_SHORT PROBLEM A_
Translate this sentence from the KSML configuration reference below into Spanish: "This document provides a comprehensive reference for configuring the KSML Runner application through the ksml-runner.yaml configuration file."

_SOURCE EXTRACT_
Skip to content

Configuration Reference

This document provides a comprehensive reference for configuring the KSML Runner application through the ksml-runner.yaml configuration file.

Configuration File Structure

The KSML Runner configuration consists of two main sections:

ksml:
  # KSML-specific configuration
  configDirectory: .
  definitions:
    my_app: app-definition.yaml

kafka:
  # Kafka client configuration (standard Kafka properties)
  bootstrap.servers: "localhost:9092"
  application.id: "my-ksml-app"

Minimal Working Configurations

Without Schema Registry

For applications that don't use schema-based formats (Avro, Protobuf, JSON Schema):

Minimal Configuration - No Schema Registry (click to expand)
ksml:
  # Section where you specify which KSML definitions to load, parse and execute.
  definitions:
    # Format is <namespace>: <ksml_definition_filename>
    producer: producer.yaml
    processor: processor.yaml
  storageDirectory: /ksml/state  # Directory for state stores (inside /ksml which is writable because /ksml is the mounted working directory)
  createStorageDirectory: true    # Create the directory if it doesn't exist

# This setup connects to the Kafka broker and schema registry started with the example docker-compose file
# These examples are intended to run from a inside a container on the same network
kafka:
  bootstrap.servers: broker:9093
  application.id: io.ksml.example.producer
  security.protocol: PLAINTEXT
  acks: all

With Schema Registry

For applications using schema-based formats (Avro, Protobuf, JSON Schema):

Minimal Configuration - With Schema Registry (click to expand)
ksml:
  definitions:
    producer: producer.yaml
    processor: processor.yaml
  schemaRegistries:
    my_schema_registry:
      config:
        schema.registry.url: http://schema-registry:8081/apis/ccompat/v7
  notations:
    avro:  
      type: confluent_avro         # For Avro there are two implementations: apicurio_avro and confluent_avro
      schemaRegistry: my_schema_registry
      ## Below this line, specify properties to be passed into Confluent's KafkaAvroSerializer and KafkaAvroDeserializer
      config:
        normalize.schemas: true
        auto.register.schemas: true

kafka:
  bootstrap.servers: broker:9093
  application.id: io.ksml.example.producer
  security.protocol: PLAINTEXT
  acks: all

KSML Configuration Section

The ksml section contains all configuration specific to the KSML Runner application:

Directory Configuration

Property Type Default Description
configDirectory String Working directory Directory containing KSML definition files
schemaDirectory String Same as configDirectory Directory containing schema files
storageDirectory String System temp directory Directory for Kafka Streams state stores
createStorageDirectory Boolean false Create storage directory if it doesn't exist
ksml:
  configDirectory: .

_SHORT PROBLEM B_
Return every line of the listing below that contains the word "draw", matching case exactly.

_RECORDS SHOWN_
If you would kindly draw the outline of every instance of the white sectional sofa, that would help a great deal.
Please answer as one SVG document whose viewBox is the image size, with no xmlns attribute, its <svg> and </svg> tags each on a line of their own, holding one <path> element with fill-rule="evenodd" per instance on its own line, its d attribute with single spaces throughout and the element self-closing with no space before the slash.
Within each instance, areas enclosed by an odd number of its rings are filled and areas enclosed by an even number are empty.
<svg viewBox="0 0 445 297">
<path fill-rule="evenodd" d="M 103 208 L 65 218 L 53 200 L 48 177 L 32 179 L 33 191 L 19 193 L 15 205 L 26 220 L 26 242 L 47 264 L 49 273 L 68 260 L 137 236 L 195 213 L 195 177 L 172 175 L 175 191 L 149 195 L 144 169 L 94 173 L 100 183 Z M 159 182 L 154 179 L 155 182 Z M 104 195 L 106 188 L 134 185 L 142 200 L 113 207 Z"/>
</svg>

==

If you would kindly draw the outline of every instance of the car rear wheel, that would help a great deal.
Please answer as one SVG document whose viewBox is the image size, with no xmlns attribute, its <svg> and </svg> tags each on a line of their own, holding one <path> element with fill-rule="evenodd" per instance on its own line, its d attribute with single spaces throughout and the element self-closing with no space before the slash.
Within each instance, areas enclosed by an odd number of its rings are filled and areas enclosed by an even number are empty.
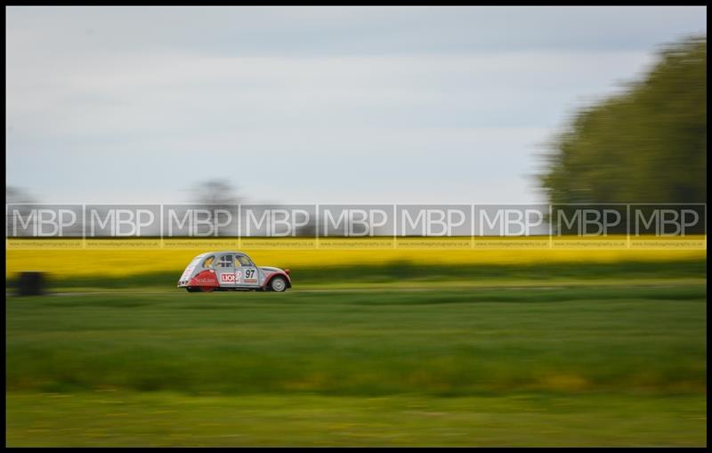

_FINAL ANSWER A_
Este documento ofrece una referencia completa para configurar la aplicación KSML Runner mediante el archivo de configuración ksml-runner.yaml.

_FINAL ANSWER B_
If you would kindly draw the outline of every instance of the white sectional sofa, that would help a great deal.
If you would kindly draw the outline of every instance of the car rear wheel, that would help a great deal.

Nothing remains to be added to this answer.